PROBLEMS AND TASKS:
A. Rewrite the passage on grammatical gender from "I'm on a crusade" to "and downplaying reality.", swapping "crusade" for "mission".
B. According to the passage on grammatical gender, what does the Spanish word "Vestido" mean?
C. List every Spanish sentence quoted in the passage on grammatical gender.

SELECTED TEXT:
In Spanish, "La casa es roja," means the house is red. "Casa" has a feminine gender. It does not mean that the house is a female, or is of the female sex. It means that the word has a feminine gender, and THEREFORE you would correctly say, "La casa es roja," not "El casa es rojo." "Vestido" is Spanish for dress, as in a woman's dress. The word has a masculine gender, therefore you know that if the dress is red, you say, "El vestido es rojo" because the gender of the word -- not the sex of the dress, but the GENDER of the word -- instructs you.
I'm on a crusade to try to get conservatives to stop using the word "gender" in place of the word "sex." Like the term "sanitary engineer" instead of the word "janitor," (mis)use of the word "gender" for the real word "sex" is a way of euphemizing and downplaying reality.
Thanks for indulging my rant! :^)
:^)

DATA SECTION:
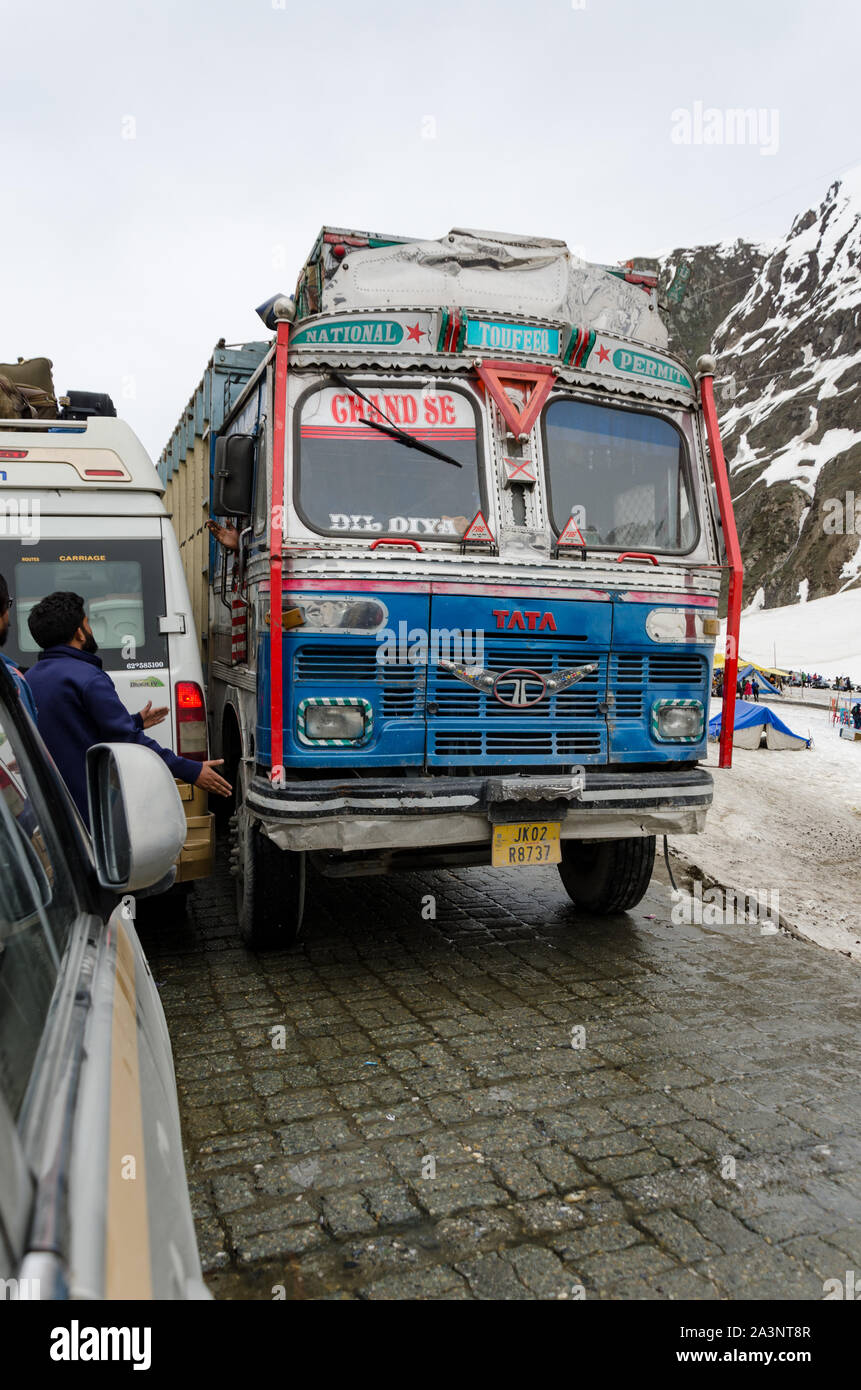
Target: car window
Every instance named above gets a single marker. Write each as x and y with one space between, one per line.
36 909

ANSWERS GIVEN:
A.
I'm on a mission to try to get conservatives to stop using the word "gender" in place of the word "sex." Like the term "sanitary engineer" instead of the word "janitor," (mis)use of the word "gender" for the real word "sex" is a way of euphemizing and downplaying reality.

B. Dress, as in a woman's dress.

C.
- "La casa es roja."
- "El casa es rojo."
- "El vestido es rojo."